- [Problem statement]:
Word by word and line by line, write out all of the records.

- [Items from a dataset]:
-----

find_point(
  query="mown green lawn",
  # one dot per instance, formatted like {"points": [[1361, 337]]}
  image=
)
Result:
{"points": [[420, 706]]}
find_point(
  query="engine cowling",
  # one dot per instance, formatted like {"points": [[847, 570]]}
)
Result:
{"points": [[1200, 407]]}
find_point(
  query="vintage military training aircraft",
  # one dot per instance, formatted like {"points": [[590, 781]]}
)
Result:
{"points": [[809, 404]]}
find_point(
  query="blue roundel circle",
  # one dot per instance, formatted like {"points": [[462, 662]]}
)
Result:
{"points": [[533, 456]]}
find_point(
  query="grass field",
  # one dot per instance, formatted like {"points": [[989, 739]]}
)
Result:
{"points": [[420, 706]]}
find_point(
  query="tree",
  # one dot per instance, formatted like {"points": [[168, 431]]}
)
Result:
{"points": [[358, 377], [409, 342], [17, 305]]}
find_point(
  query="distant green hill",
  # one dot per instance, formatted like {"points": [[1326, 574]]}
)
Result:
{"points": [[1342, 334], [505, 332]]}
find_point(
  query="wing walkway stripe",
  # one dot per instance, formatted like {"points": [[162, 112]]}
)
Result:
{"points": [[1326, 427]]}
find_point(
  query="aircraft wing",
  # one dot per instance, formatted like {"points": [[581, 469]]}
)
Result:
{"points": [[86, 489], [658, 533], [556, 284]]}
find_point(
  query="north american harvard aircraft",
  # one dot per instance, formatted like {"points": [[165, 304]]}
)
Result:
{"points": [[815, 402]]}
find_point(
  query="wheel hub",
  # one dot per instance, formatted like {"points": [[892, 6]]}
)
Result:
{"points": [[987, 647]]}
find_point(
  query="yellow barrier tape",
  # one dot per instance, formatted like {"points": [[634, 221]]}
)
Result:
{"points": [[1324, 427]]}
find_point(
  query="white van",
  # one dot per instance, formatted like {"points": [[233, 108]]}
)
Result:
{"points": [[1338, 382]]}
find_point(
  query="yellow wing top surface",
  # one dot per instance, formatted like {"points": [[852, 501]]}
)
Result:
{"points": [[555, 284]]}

-----

- [Exercise result]:
find_point(
  query="mown green lawn",
  # one dot per instance, formatted like {"points": [[1361, 337]]}
  image=
)
Result:
{"points": [[420, 706]]}
find_point(
  query="engine cowling",
  # one dot per instance, formatted like {"points": [[847, 570]]}
)
Result:
{"points": [[1200, 407]]}
find_point(
  query="vintage military training aircraft",
  # one dot per instance, formatted like {"points": [[590, 781]]}
)
Result:
{"points": [[809, 404]]}
find_point(
  query="blue roundel circle",
  # one dot per instance, formatted like {"points": [[462, 662]]}
)
Result:
{"points": [[533, 456]]}
find_point(
  query="grass field",
  # one dot per instance, formatted like {"points": [[989, 739]]}
)
Result:
{"points": [[420, 706]]}
find_point(
  query="tree",
  # one dot per instance, formatted like {"points": [[168, 431]]}
)
Result:
{"points": [[358, 377], [409, 342], [17, 305]]}
find_point(
  query="distant green hill",
  # one dot per instance, formatted like {"points": [[1326, 574]]}
)
Result:
{"points": [[1342, 334], [505, 332]]}
find_point(
  query="wing walkway stripe",
  # one dot per instance, formatted like {"points": [[162, 112]]}
)
Result:
{"points": [[1326, 427]]}
find_point(
  query="aircraft wing",
  # one dot per instance, formatted like {"points": [[581, 469]]}
)
Result:
{"points": [[86, 489], [658, 533], [556, 284]]}
find_point(
  query="north american harvard aircraft",
  # one dot per instance, formatted like {"points": [[165, 304]]}
)
Result:
{"points": [[815, 402]]}
find_point(
  query="wheel hub",
  # one dot per instance, formatted like {"points": [[892, 6]]}
)
Result:
{"points": [[987, 647]]}
find_point(
  query="yellow barrier tape",
  # one dot per instance, formatted like {"points": [[634, 221]]}
)
Result:
{"points": [[1324, 427]]}
find_point(
  query="white van",
  # one dot per instance, formatted like {"points": [[233, 108]]}
)
Result:
{"points": [[1338, 382]]}
find_point(
  query="yellow wing top surface",
  # one dot per instance, formatted like {"points": [[852, 501]]}
)
Result:
{"points": [[555, 284]]}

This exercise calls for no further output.